> [Exercise text]:
━━━━━━
# Rheem or A.O Smith



## RigdPlumbing101

Hello folks

I purchased this amazing A.O smith water heater from Lowe's:thumbsup::thumbsup: I was soo excited to be able to buy them now since I couldn't purchase them from a local supply house.

They gave me 15% off:thumbup:

I've always installed Rheem what do you think is better?:vs_box:


----------



## Debo22

Hi blue apron boy, welcome back. Lowe's sucks, only good thing about them is it's a very quick in and out due to only 5 other customers in the store at any given time.


----------



## Master Mark

Debo22 said:


> Hi blue apron boy, welcome back. Lowe's sucks, only good thing about them is it's a very quick in and out due to only 5 other customers in the store at any given time.



is this guy the same dickhead that has been gloating over how his LOWES store is now selling Smith water heaters ???? 

I really dont understand what he has to be so proud of......
bragging rights from the part time stock boys?? 

you got a great future at Blowes..... ..:blink:.


----------



## RigdPlumbing101

So much hostility towards myself for I have done no wrong.


----------



## Master Mark

RigdPlumbing101 said:


> So much hostility towards myself for I have done no wrong.
━━━━━━
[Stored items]
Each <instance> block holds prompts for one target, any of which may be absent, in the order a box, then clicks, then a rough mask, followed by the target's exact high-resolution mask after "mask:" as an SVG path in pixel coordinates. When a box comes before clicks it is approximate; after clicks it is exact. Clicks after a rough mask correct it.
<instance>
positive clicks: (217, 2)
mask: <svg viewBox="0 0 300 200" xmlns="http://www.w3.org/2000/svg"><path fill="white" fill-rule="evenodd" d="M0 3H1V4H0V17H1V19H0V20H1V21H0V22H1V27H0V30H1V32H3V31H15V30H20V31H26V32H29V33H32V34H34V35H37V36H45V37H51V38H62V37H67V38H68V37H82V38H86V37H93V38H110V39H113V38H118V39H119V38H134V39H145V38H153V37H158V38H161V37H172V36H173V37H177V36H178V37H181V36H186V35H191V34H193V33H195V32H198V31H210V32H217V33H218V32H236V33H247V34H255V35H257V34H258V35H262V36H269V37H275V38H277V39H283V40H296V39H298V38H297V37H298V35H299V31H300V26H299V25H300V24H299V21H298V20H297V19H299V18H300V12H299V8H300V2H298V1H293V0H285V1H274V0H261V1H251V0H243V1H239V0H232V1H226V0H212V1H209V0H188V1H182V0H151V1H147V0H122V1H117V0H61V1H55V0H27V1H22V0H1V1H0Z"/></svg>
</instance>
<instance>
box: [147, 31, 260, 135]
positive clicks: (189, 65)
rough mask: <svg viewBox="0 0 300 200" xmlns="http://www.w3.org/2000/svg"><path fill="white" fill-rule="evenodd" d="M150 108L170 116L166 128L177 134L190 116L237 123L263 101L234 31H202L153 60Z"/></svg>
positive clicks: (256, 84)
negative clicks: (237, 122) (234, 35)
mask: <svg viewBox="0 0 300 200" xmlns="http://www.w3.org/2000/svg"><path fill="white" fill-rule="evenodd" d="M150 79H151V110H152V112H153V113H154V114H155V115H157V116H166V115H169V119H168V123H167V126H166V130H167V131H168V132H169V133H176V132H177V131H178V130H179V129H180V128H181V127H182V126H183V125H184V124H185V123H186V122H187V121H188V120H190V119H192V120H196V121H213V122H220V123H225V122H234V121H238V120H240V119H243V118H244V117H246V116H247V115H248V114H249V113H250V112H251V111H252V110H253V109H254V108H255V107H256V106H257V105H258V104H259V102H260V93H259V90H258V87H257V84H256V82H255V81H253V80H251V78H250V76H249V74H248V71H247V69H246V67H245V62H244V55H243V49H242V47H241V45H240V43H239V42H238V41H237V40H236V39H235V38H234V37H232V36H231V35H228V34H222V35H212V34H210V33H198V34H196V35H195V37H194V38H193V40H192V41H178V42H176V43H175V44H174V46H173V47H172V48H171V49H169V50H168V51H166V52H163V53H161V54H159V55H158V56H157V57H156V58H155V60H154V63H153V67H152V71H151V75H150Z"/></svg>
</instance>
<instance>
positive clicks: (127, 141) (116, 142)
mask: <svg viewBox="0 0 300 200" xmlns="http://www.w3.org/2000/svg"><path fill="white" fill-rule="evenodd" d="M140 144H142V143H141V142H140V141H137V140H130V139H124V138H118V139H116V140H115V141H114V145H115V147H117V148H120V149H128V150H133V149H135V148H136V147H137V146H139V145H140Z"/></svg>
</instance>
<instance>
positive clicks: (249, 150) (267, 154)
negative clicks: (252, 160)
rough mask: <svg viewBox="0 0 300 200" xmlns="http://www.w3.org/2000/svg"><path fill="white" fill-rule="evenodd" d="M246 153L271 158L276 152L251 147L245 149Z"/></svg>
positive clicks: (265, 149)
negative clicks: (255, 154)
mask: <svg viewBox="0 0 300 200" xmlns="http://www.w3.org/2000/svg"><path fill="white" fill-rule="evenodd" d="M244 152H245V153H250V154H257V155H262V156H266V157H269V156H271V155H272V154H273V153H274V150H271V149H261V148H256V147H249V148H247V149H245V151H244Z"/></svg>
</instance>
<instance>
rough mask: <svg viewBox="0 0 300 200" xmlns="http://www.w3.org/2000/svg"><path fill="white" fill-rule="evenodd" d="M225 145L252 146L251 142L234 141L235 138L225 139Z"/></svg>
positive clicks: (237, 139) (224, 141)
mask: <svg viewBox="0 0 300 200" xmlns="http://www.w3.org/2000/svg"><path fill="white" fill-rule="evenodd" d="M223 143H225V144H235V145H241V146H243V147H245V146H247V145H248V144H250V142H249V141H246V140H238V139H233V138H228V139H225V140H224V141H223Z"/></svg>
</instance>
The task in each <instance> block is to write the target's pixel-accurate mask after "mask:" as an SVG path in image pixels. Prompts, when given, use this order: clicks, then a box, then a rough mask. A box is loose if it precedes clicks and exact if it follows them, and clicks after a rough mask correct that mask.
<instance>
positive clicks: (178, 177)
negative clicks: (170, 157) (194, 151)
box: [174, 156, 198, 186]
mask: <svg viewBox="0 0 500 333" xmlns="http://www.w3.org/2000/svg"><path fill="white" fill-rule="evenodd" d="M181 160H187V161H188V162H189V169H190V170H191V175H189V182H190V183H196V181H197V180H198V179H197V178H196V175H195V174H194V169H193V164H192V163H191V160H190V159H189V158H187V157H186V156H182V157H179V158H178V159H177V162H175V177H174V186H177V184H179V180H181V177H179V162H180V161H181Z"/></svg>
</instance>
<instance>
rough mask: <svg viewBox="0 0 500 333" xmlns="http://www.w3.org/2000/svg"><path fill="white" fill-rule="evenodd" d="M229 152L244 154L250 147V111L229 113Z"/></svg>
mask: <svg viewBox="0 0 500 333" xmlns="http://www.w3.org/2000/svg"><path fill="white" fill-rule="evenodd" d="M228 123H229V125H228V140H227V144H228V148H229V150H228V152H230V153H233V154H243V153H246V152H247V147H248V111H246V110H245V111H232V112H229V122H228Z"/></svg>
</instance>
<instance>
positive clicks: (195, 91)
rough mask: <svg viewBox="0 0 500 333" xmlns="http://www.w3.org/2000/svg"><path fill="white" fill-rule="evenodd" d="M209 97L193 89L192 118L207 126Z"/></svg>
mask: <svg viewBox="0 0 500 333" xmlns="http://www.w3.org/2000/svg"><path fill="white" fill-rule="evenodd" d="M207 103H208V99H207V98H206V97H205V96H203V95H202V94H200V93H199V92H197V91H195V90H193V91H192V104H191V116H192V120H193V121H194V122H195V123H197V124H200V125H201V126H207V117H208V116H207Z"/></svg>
━━━━━━
> [Exercise aim]:
Copy the entire water heater thread above, word for word.

> [Your solution]:
# Rheem or A.O Smith



## RigdPlumbing101

Hello folks

I purchased this amazing A.O smith water heater from Lowe's:thumbsup::thumbsup: I was soo excited to be able to buy them now since I couldn't purchase them from a local supply house.

They gave me 15% off:thumbup:

I've always installed Rheem what do you think is better?:vs_box:


----------



## Debo22

Hi blue apron boy, welcome back. Lowe's sucks, only good thing about them is it's a very quick in and out due to only 5 other customers in the store at any given time.


----------



## Master Mark

Debo22 said:


> Hi blue apron boy, welcome back. Lowe's sucks, only good thing about them is it's a very quick in and out due to only 5 other customers in the store at any given time.



is this guy the same dickhead that has been gloating over how his LOWES store is now selling Smith water heaters ???? 

I really dont understand what he has to be so proud of......
bragging rights from the part time stock boys?? 

you got a great future at Blowes..... ..:blink:.


----------



## RigdPlumbing101

So much hostility towards myself for I have done no wrong.


----------



## Master Mark

RigdPlumbing101 said:


> So much hostility towards myself for I have done no wrong.